*** EXTRACT PROVIDED ***
Appendix 1
Further details on the demographic projections
5.1 Fertility
The most common fertility indicator is the total fertility rate. An alternative, however, is the number of children successive cohorts of women had borne by the time they reached the end of their childbearing at age 50, which is known as ‘completed fertility’. Completed fertility rates for New Zealand are graphed in Appendix Figure 1. The figure shows, for instance, that women born in 1905 had given birth to an average of 2.5 children by the time they turned 50.
- Appendix Figure 2 - Age-distribution of childbearing, for cohorts of women
- Note: Hatched lines denote ‘partly pre-determined values.’ See text for details.
Appendix Figure 2 shows how successive cohorts distributed their childbearing over their reproductive lives. It shows, for instance, that the cohort born in 1905 had achieved only 30% of their completed fertility by age 25, whereas the cohort born in 1950 had completed 50%.
*** End of EXTRACT PROVIDED ***
*** SOURCE MATERIAL ***
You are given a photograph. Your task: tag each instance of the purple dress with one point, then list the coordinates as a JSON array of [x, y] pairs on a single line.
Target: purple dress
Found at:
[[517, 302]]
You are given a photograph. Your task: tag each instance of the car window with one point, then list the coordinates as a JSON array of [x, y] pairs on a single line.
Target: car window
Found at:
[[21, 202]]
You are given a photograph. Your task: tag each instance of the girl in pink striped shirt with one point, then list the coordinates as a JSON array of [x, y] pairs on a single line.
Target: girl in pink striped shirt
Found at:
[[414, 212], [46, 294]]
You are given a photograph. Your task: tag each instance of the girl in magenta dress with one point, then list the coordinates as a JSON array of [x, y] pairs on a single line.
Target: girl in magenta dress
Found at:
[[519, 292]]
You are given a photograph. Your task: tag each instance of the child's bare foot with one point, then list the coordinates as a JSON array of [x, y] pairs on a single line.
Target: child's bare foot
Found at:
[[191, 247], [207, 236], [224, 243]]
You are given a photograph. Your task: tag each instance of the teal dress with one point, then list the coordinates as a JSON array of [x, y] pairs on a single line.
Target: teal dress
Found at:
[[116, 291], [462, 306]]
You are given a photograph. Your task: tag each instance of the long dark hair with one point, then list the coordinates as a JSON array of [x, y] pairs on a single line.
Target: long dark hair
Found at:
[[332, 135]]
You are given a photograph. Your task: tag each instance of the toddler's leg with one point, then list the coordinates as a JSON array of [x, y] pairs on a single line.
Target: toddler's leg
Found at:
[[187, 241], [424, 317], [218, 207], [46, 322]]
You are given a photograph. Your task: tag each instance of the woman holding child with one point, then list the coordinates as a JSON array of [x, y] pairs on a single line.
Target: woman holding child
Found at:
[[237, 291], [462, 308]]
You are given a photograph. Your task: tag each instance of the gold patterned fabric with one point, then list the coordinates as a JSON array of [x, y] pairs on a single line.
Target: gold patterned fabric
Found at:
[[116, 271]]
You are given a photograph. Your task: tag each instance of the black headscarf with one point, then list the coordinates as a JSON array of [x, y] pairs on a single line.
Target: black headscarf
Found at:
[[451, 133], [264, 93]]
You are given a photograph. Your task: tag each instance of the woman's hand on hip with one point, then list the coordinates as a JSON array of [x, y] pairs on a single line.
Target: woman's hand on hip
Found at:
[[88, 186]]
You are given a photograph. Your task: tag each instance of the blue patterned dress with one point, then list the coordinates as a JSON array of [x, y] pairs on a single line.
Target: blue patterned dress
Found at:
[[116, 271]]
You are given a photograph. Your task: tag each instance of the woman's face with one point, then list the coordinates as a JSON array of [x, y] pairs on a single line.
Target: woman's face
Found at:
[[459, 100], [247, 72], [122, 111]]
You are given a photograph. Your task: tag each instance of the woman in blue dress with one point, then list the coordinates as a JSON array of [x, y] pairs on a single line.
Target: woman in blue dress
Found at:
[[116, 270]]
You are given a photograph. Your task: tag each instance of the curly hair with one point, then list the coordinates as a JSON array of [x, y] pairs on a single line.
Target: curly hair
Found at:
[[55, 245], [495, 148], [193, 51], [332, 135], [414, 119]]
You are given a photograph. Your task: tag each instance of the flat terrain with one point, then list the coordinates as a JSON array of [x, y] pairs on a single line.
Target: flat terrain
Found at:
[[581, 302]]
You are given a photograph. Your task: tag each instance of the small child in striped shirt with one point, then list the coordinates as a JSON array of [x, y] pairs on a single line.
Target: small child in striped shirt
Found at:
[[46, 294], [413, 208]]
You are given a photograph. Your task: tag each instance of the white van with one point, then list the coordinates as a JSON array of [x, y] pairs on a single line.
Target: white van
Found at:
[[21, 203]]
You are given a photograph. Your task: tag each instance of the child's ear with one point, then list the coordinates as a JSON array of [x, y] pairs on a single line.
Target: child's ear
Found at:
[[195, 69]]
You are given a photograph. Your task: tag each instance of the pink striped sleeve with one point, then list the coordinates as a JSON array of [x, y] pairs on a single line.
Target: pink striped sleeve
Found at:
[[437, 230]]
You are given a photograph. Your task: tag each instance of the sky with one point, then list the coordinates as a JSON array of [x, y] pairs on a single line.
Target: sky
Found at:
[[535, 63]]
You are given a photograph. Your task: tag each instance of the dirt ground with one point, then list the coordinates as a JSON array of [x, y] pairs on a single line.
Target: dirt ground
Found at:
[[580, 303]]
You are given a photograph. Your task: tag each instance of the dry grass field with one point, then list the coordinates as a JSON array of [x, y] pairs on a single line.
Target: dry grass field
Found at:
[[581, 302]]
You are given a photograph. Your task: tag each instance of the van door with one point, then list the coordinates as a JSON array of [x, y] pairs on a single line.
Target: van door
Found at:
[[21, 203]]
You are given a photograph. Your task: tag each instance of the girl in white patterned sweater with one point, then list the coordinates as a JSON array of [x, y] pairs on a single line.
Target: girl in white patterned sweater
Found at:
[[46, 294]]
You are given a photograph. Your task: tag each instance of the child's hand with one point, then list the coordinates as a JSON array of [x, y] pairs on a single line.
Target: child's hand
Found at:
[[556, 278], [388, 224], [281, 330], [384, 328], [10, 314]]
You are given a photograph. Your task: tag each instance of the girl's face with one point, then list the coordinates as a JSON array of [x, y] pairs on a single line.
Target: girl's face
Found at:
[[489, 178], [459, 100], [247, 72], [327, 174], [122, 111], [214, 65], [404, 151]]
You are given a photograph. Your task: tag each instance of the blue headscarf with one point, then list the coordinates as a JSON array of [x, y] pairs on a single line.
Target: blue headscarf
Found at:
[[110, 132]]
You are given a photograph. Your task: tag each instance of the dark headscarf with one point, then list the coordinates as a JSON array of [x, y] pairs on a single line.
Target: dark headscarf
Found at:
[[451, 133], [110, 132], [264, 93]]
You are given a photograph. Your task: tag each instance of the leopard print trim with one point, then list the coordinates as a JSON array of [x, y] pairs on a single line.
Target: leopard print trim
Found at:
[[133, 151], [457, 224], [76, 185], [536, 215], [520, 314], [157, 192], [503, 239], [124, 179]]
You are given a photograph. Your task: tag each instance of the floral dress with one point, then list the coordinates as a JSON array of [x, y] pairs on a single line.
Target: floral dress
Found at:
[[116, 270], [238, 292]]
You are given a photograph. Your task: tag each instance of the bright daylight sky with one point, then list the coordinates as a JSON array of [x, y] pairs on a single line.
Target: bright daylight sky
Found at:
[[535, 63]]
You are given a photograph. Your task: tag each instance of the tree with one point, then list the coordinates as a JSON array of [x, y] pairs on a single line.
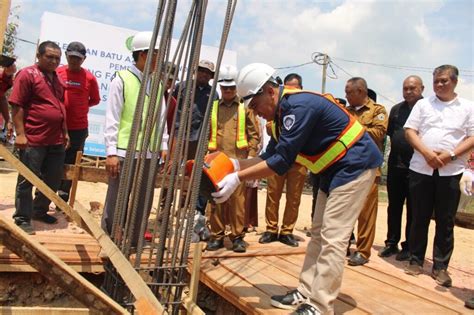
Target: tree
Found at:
[[10, 39]]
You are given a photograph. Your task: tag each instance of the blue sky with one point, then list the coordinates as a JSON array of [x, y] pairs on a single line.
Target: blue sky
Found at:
[[418, 34]]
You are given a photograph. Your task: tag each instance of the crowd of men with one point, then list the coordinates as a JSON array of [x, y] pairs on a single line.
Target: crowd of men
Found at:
[[340, 144]]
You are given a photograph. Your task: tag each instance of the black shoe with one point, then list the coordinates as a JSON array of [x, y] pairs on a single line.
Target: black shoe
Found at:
[[46, 218], [403, 255], [268, 237], [388, 251], [307, 309], [357, 260], [469, 303], [215, 244], [288, 239], [26, 227], [442, 277], [289, 301], [239, 246]]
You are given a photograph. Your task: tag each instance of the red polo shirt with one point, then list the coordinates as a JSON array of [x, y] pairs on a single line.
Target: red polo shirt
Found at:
[[82, 92], [6, 82], [41, 100]]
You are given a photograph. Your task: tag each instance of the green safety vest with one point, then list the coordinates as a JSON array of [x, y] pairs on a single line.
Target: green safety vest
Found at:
[[131, 89], [336, 150], [241, 137]]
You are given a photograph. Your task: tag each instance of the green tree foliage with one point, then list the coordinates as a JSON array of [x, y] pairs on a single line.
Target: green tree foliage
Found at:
[[10, 39]]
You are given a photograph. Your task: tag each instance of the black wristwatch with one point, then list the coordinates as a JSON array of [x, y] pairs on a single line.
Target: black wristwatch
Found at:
[[453, 156]]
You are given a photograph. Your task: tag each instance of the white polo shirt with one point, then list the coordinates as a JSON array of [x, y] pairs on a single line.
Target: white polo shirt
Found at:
[[441, 126]]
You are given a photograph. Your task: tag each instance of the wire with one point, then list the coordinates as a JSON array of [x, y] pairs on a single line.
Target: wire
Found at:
[[351, 76], [24, 40]]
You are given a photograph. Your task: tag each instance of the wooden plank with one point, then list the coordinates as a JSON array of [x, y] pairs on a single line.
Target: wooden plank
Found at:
[[231, 287], [388, 299], [55, 269], [40, 310], [416, 290], [81, 216], [292, 272]]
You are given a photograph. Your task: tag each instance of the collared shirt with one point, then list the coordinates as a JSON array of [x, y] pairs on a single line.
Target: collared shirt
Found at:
[[312, 124], [82, 92], [400, 150], [198, 111], [374, 118], [114, 111], [41, 99], [441, 126], [227, 125]]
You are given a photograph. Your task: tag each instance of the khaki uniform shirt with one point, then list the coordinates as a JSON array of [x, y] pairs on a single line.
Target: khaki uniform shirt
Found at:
[[227, 124]]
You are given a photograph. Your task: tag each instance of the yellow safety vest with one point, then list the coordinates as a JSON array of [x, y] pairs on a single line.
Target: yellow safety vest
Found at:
[[336, 150], [241, 137], [131, 89]]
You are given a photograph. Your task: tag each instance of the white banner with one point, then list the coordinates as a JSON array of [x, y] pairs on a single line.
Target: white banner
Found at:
[[106, 54]]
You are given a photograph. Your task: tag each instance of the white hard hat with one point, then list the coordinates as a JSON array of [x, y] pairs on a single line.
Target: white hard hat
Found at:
[[251, 78], [227, 75], [141, 41]]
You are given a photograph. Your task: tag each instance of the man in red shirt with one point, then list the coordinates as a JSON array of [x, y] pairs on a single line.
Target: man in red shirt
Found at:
[[82, 92], [39, 117]]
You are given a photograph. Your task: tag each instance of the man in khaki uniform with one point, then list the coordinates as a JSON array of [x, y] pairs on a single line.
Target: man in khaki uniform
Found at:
[[375, 120], [294, 178], [234, 131]]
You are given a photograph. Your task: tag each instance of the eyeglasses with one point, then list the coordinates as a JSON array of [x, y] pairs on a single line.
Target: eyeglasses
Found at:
[[252, 96]]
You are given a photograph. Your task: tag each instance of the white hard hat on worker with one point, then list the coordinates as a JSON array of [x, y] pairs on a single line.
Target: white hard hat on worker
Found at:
[[227, 75], [256, 95]]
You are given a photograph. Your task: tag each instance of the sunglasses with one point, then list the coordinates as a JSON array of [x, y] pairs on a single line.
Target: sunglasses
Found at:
[[228, 87]]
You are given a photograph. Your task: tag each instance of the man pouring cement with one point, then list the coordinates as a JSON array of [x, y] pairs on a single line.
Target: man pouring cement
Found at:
[[318, 133]]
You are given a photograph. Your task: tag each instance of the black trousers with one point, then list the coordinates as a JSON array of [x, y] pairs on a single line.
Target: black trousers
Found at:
[[441, 195], [77, 138], [397, 189]]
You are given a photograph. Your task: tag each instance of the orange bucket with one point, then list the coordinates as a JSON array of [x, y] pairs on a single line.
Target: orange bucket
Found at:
[[216, 166]]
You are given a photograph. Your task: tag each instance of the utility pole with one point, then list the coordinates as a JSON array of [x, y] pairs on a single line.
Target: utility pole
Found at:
[[325, 66], [4, 12]]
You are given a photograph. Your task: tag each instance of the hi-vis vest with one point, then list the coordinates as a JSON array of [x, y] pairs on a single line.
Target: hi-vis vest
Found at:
[[131, 88], [336, 150], [241, 137]]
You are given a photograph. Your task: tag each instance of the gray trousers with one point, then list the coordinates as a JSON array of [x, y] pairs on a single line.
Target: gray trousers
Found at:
[[142, 211]]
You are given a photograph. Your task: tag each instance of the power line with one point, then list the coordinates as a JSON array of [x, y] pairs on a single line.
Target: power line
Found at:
[[400, 67], [24, 40], [351, 76]]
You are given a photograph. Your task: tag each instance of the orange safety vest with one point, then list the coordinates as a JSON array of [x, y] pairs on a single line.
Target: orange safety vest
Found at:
[[241, 137], [336, 150]]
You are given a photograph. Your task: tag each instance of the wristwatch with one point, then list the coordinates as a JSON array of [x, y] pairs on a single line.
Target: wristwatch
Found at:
[[453, 156]]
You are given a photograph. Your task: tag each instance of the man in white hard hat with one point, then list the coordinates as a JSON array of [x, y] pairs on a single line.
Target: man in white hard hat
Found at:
[[320, 134], [233, 131], [123, 95]]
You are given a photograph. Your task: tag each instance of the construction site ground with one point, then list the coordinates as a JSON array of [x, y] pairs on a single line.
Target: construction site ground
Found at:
[[28, 289]]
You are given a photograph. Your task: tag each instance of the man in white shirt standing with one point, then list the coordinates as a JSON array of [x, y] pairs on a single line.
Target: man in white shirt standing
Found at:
[[440, 129], [123, 95]]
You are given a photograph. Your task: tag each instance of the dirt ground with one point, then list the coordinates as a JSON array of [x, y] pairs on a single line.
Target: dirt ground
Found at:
[[461, 265]]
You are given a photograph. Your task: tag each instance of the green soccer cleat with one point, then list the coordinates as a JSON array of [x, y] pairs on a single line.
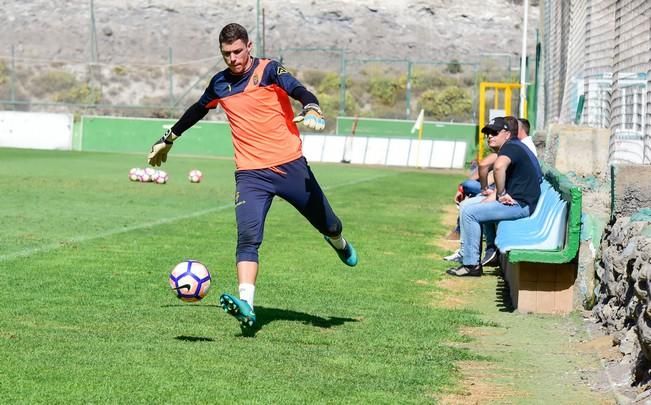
*** End of SOURCE MATERIAL ***
• QUESTIONS:
#1 In the fertility appendix, why is completed fertility counted at age 50? Answer in one to three sentences.
#2 Write the next part of the fertility appendix, picking up after its final sentence.
The lines have no connection to the fertility appendix.

• SOLVED PROBLEMS:
#1 Age 50 is treated as the end of women's childbearing. The number of children a cohort has borne by that age is therefore its completed fertility.

#2
Demographers have traditionally projected fertility by constructing a future path for the total fertility rate, making an assumption about the age-distribution of fertility, and then deriving the age-specific rates. This approach is simple and transparent. It may not, however, perform well for populations like that of New Zealand where women seem to be systematically shifting childbearing later into their reproductive years. Demographers have traditionally incorporated these effects in an informal way: the UN Population Division, for instance, projects an increase in European fertility rates partly on the grounds that women are delaying childbearing.
Many demographers have become dissatisfied with the informal approach. Some have attempted to develop systematic procedures for stripping out the ‘tempo’ effects (Bongaarts and Feeney 1998), but these are still controversial, and require data not available for New Zealand. In this paper, a simple type of the ‘cohort completion’ (Morgan and Chen 1992) approach was used.
The first step was to construct paths for completed fertility, shown in Appendix Figure 1. Two series were constructed. In the ‘base’ series, completed fertility was assumed to decline linearly from 2.5 for the cohort born in 1950 to 1.9 for the cohort born in 2000, and to remain constant for subsequent cohorts. In the ‘alternative’ variant, completed fertility was assumed to decline to 1.2 for the cohort born in 1995.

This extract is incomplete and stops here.